▶ Extract
The installer registers the driver, starts the service, and begins writing to the Microsoft-Windows-Sysmon/Operational channel. To update the config later, run sysmon.exe -c sysmonconfig.xml — no reinstall, no reboot. The channel is small by default; bump it before traffic builds up:

wevtutil sl Microsoft-Windows-Sysmon/Operational /ms:1073741824   # 1 GB

Step 2 — Pick a configuration baseline

Two community baselines cover virtually every production Sysmon deployment in the wild:

  • SwiftOnSecurity/sysmon-config — a single curated XML, heavily commented, conservative on volume. The right starting point for most environments.
  • olafhartong/sysmon-modular — a modular framework where rules live in separate files per ATT&CK technique. More work to assemble, but cleaner to maintain and easier to map to detection coverage.

Both projects are open source and well-maintained. We use SwiftOnSecurity's baseline as the floor and pull additional modules from sysmon-modular for areas the baseline omits — most notably credential-access (LSASS handle requests) and lateral-movement (named pipe creation) coverage. The rule of thumb is to enable everything except event ID 7 (image load) initially, then turn 7 on for a defined set of high-value processes once log volume is understood.

▶ Raw records
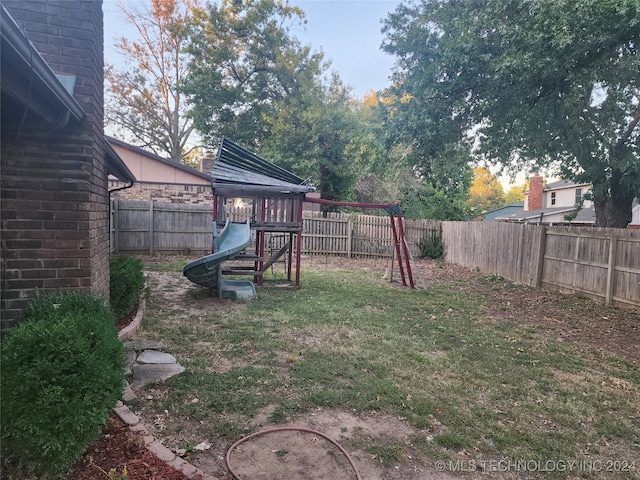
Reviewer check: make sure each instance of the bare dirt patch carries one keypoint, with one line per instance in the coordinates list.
(302, 455)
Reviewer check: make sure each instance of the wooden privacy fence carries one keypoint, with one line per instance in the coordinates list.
(163, 227)
(142, 226)
(603, 264)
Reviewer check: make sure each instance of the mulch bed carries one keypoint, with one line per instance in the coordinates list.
(119, 448)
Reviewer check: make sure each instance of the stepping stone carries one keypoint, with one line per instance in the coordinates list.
(153, 373)
(130, 356)
(143, 344)
(128, 396)
(153, 356)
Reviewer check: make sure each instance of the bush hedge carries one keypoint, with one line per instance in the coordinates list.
(127, 283)
(62, 371)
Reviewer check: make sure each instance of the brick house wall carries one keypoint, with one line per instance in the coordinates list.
(195, 194)
(55, 202)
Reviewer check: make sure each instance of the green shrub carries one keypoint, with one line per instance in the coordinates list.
(431, 246)
(127, 283)
(62, 371)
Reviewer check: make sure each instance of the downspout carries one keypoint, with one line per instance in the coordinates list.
(131, 182)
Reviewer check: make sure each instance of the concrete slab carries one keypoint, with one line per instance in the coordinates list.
(153, 373)
(130, 356)
(153, 356)
(143, 344)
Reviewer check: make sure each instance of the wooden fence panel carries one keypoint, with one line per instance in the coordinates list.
(156, 227)
(601, 263)
(505, 249)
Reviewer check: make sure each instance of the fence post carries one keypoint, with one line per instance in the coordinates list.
(151, 227)
(349, 236)
(115, 218)
(611, 267)
(541, 250)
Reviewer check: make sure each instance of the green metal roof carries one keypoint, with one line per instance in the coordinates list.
(237, 165)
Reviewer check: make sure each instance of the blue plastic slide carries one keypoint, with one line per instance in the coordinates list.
(207, 271)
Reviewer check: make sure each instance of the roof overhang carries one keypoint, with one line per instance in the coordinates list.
(116, 166)
(28, 82)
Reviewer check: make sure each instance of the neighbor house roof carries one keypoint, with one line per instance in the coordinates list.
(563, 184)
(29, 86)
(116, 166)
(551, 215)
(153, 156)
(492, 215)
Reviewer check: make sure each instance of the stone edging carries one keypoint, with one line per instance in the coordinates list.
(157, 448)
(134, 423)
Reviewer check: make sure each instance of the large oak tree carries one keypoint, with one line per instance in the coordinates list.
(143, 94)
(537, 82)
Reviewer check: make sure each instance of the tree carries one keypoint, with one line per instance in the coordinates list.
(485, 192)
(544, 82)
(244, 60)
(252, 80)
(318, 134)
(143, 97)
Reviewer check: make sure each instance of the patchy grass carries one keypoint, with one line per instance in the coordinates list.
(469, 383)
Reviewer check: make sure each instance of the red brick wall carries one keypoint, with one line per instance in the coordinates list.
(55, 217)
(536, 187)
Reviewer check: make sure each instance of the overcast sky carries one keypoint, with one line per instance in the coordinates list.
(347, 31)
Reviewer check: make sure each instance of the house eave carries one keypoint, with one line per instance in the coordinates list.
(27, 77)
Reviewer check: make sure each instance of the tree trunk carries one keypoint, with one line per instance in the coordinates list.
(613, 209)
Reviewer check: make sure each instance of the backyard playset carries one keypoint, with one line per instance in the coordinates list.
(277, 197)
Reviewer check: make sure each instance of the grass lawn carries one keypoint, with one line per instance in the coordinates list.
(457, 362)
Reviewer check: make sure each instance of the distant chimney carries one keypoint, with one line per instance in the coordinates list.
(536, 187)
(207, 165)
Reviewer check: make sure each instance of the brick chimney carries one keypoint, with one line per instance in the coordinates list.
(207, 165)
(536, 187)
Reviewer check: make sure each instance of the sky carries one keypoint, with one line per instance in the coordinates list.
(347, 31)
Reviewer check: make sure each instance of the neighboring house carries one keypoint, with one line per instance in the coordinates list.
(54, 157)
(553, 203)
(160, 179)
(492, 215)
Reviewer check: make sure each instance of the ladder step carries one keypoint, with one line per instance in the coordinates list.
(246, 257)
(249, 273)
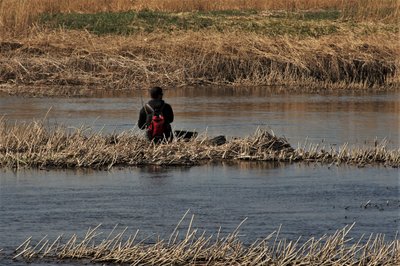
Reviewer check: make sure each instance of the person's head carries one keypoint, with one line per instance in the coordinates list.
(156, 93)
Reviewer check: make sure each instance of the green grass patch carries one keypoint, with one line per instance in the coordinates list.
(301, 24)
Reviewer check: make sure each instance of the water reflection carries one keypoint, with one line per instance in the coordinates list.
(335, 117)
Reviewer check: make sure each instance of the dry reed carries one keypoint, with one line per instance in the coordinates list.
(18, 16)
(193, 247)
(58, 60)
(34, 145)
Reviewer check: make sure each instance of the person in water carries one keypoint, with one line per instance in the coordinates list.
(156, 117)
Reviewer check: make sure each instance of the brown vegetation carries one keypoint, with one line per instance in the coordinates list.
(193, 247)
(34, 58)
(62, 59)
(19, 16)
(33, 145)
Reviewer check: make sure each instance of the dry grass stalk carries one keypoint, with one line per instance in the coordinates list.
(34, 145)
(192, 247)
(59, 60)
(19, 16)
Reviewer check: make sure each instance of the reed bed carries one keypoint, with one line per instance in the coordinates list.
(35, 145)
(193, 247)
(19, 16)
(60, 60)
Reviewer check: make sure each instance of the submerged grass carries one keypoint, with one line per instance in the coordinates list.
(193, 247)
(34, 145)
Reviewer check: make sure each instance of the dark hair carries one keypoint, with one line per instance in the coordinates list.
(155, 92)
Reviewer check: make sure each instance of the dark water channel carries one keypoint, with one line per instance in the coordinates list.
(306, 200)
(333, 118)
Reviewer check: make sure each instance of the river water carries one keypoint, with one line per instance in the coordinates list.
(305, 200)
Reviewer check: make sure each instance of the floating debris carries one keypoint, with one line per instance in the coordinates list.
(35, 145)
(193, 247)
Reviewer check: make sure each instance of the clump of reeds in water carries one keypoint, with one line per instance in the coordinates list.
(35, 145)
(193, 247)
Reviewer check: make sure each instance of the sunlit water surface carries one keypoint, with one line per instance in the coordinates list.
(306, 200)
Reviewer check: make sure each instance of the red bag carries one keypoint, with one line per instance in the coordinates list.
(156, 127)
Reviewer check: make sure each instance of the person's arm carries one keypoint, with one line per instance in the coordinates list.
(142, 119)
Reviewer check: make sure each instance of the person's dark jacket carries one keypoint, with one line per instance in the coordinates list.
(145, 119)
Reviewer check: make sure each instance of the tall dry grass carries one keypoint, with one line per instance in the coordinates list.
(18, 16)
(61, 59)
(34, 145)
(191, 246)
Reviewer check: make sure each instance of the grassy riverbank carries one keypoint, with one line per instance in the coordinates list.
(33, 145)
(127, 45)
(193, 247)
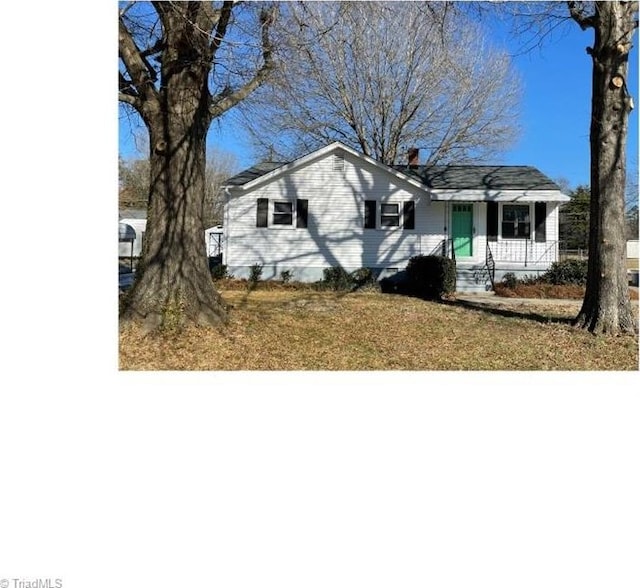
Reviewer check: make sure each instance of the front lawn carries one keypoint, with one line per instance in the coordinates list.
(289, 329)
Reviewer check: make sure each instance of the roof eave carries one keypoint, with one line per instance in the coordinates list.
(480, 195)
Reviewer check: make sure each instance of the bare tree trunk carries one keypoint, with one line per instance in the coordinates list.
(606, 308)
(174, 282)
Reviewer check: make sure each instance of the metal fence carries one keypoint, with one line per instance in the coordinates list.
(573, 254)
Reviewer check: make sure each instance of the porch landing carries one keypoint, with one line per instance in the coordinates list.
(472, 278)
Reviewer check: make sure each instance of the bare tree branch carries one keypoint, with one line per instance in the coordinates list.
(578, 13)
(137, 67)
(229, 98)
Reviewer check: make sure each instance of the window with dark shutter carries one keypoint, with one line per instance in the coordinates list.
(370, 207)
(515, 221)
(492, 221)
(409, 215)
(262, 218)
(282, 213)
(541, 221)
(302, 211)
(390, 215)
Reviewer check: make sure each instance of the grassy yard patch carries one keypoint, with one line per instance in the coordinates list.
(312, 330)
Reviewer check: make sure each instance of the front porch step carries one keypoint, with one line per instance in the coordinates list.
(473, 279)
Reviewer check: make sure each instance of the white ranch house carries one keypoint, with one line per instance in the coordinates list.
(337, 207)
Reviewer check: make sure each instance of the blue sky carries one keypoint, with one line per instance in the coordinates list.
(555, 110)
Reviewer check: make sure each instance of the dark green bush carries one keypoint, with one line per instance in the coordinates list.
(509, 280)
(365, 278)
(431, 276)
(569, 271)
(285, 276)
(219, 272)
(255, 273)
(337, 278)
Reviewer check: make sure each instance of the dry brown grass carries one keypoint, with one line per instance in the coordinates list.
(546, 291)
(288, 329)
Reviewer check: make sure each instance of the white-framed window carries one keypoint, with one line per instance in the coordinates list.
(516, 221)
(389, 214)
(282, 212)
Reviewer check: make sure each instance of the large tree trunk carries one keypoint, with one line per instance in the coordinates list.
(173, 283)
(606, 308)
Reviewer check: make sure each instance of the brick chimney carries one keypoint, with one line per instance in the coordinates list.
(413, 156)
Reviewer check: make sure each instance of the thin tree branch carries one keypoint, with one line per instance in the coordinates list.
(227, 99)
(137, 67)
(577, 12)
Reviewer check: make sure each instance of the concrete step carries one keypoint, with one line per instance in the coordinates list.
(472, 279)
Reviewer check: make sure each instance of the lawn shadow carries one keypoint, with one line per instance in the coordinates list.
(531, 316)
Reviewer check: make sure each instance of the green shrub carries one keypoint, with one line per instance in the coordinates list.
(364, 278)
(509, 280)
(564, 273)
(431, 276)
(255, 273)
(219, 272)
(285, 276)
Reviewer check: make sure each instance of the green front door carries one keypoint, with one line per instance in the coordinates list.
(462, 229)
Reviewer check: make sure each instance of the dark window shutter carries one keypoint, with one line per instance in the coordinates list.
(492, 221)
(541, 221)
(370, 214)
(409, 215)
(262, 219)
(302, 211)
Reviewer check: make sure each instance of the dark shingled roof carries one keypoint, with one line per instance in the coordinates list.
(254, 172)
(480, 177)
(442, 177)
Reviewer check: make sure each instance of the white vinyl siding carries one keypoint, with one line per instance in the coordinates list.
(335, 233)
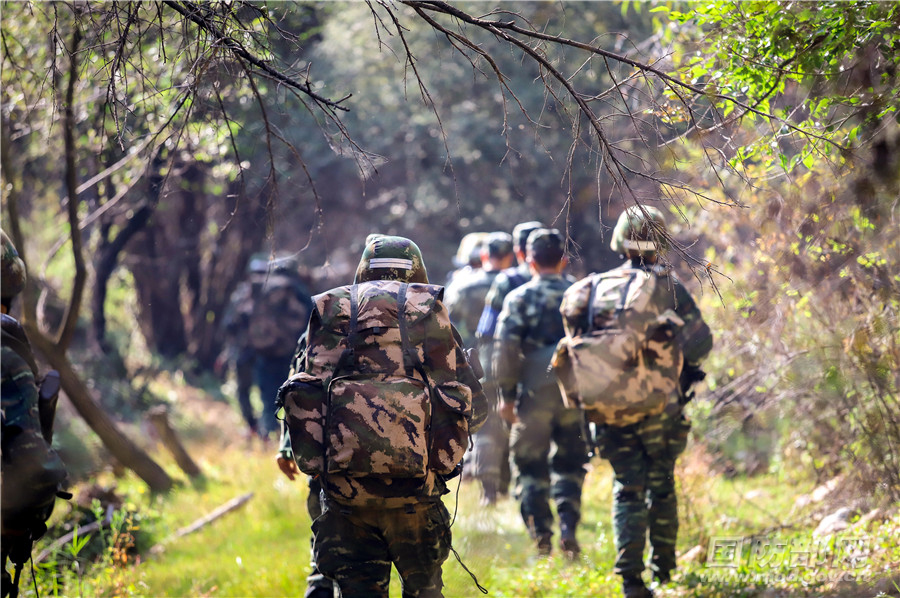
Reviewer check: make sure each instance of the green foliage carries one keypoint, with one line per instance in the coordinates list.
(813, 78)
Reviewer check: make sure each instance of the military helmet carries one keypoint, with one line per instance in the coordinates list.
(521, 232)
(14, 274)
(545, 246)
(640, 228)
(391, 258)
(469, 250)
(498, 244)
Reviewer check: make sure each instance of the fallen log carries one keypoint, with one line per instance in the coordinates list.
(231, 505)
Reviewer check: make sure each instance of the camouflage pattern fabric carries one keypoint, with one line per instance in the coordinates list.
(379, 351)
(643, 459)
(391, 258)
(694, 337)
(529, 323)
(238, 353)
(357, 546)
(465, 298)
(627, 364)
(643, 454)
(506, 281)
(32, 471)
(640, 228)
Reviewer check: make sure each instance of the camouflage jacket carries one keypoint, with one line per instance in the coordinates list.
(529, 322)
(32, 470)
(465, 298)
(438, 346)
(694, 338)
(506, 281)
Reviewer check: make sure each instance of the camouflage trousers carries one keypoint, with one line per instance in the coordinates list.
(643, 458)
(356, 546)
(549, 452)
(491, 453)
(316, 583)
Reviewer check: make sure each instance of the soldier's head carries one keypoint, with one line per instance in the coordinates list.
(469, 251)
(640, 233)
(520, 238)
(497, 251)
(391, 258)
(545, 250)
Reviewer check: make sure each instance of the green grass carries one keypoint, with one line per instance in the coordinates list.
(262, 548)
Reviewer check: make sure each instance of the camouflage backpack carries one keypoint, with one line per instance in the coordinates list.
(366, 404)
(625, 366)
(279, 314)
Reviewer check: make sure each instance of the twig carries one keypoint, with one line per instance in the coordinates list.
(231, 505)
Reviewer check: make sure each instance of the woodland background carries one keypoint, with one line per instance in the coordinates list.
(149, 149)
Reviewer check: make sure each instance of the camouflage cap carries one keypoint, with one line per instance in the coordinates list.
(13, 270)
(498, 244)
(391, 258)
(545, 246)
(640, 228)
(521, 232)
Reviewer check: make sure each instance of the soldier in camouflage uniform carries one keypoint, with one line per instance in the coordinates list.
(369, 523)
(238, 354)
(279, 309)
(643, 454)
(32, 472)
(468, 257)
(491, 448)
(465, 298)
(548, 441)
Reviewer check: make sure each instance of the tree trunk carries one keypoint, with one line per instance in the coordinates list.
(121, 447)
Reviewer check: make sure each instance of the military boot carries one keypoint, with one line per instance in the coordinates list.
(633, 587)
(545, 544)
(568, 522)
(488, 493)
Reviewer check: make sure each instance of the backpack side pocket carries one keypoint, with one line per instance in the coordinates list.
(451, 411)
(303, 398)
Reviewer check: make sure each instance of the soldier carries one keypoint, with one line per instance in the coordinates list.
(547, 441)
(464, 298)
(468, 256)
(317, 585)
(238, 354)
(491, 444)
(643, 454)
(371, 521)
(33, 474)
(276, 314)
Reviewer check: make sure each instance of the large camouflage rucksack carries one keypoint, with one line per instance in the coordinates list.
(625, 366)
(279, 313)
(366, 403)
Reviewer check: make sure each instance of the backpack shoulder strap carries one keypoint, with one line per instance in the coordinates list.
(410, 356)
(349, 351)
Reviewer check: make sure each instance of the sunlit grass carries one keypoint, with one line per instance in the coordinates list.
(262, 547)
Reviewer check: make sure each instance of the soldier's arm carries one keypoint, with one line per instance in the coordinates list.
(507, 355)
(695, 337)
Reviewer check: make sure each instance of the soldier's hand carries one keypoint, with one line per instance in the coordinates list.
(288, 467)
(507, 412)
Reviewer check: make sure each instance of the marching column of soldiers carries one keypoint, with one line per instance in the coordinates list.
(546, 442)
(507, 307)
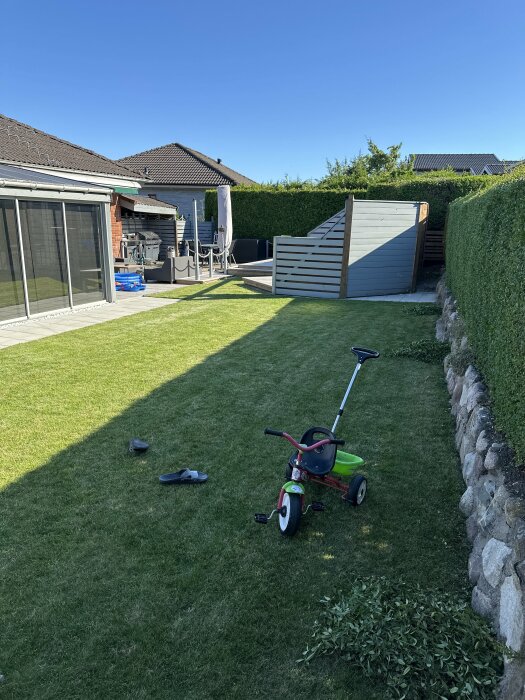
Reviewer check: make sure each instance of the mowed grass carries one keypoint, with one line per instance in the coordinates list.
(113, 586)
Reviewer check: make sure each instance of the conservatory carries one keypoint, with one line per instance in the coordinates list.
(55, 244)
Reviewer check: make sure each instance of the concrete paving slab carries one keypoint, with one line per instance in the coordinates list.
(44, 327)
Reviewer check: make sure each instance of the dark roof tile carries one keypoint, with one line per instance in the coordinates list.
(23, 144)
(458, 161)
(175, 164)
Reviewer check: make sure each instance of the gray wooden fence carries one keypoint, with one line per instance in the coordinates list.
(369, 248)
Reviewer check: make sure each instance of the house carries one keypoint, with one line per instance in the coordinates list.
(55, 243)
(178, 175)
(504, 166)
(468, 163)
(24, 146)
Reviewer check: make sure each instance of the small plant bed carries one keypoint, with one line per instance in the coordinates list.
(116, 586)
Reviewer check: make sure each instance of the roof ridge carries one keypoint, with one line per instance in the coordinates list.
(150, 150)
(206, 160)
(69, 143)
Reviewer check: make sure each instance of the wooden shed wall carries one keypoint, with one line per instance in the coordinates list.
(383, 246)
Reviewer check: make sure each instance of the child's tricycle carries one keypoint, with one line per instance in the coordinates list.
(318, 460)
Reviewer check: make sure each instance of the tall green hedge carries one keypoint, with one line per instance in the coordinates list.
(438, 192)
(260, 213)
(486, 273)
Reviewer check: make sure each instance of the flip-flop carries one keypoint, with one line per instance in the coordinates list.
(136, 445)
(184, 476)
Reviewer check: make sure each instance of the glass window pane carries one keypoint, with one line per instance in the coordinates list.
(44, 255)
(11, 286)
(84, 239)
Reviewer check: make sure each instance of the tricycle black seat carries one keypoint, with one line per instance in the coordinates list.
(364, 354)
(320, 461)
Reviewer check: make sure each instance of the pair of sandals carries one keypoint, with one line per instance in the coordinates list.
(183, 476)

▶ Instruction 1
Repeat the Sysmon guide verbatim between "wevtutil sl Microsoft-Windows-Sysmon/Operational" and "for most environments.", inclusive.
▶ Instruction 2
Carry the Sysmon guide forward from the point at which it stops.
The lines above come from a different source than the Sysmon guide.

▶ Exercise result 1
wevtutil sl Microsoft-Windows-Sysmon/Operational /ms:1073741824   # 1 GB

Step 2 — Pick a configuration baseline

Two community baselines cover virtually every production Sysmon deployment in the wild:

  • SwiftOnSecurity/sysmon-config — a single curated XML, heavily commented, conservative on volume. The right starting point for most environments.

▶ Exercise result 2
Step 3 — Deploy and update across the fleet

At scale, copy the Sysmon binary and config to a known location and trigger install or reconfigure on every endpoint. A Group Policy scheduled task is the simplest mechanism that does not require additional tooling:

# Idempotent deployment script
$bin    = '\\dfs\sysmon\Sysmon64.exe'
$config = '\\dfs\sysmon\sysmonconfig.xml'

if (Get-Service Sysmon* -ErrorAction SilentlyContinue) {
    & $bin -c $config
} else {
    & $bin -accepteula -i $config
}

Wrap that in a scheduled task that runs daily as SYSTEM, target it via GPO at every domain-joined endpoint, and config changes propagate within 24 hours of being copied to the share. Intune Win32 app deployment works the same way for cloud-managed endpoints. Whichever channel is used, the binary and configuration both need version pinning — Sysmon's schema occasionally adds new fields, and a config authored against schema 4.90 will fail to load on a host running an older binary.

Step 4 — The Sysmon event IDs that carry signal

Sysmon emits 27 distinct event IDs at the time of writing. A much smaller subset is where most detections live:

  • 1 — Process creation. Includes the SHA-256 hash, parent process, full command line, and integrity level. The single most valuable Sysmon event.
  • 3 — Network connection. Outbound TCP/UDP including destination IP, port, and the process that initiated it.
  • 7 — Image loaded (DLL load). High volume; enable selectively for processes like lsass.exe, winlogon.exe, and Office binaries.
  • 8 — CreateRemoteThread. Classic process injection primitive.
  • 10 — Process access. The GrantedAccess field is where LSASS credential dumping shows up (values around 0x1010 or 0x1410).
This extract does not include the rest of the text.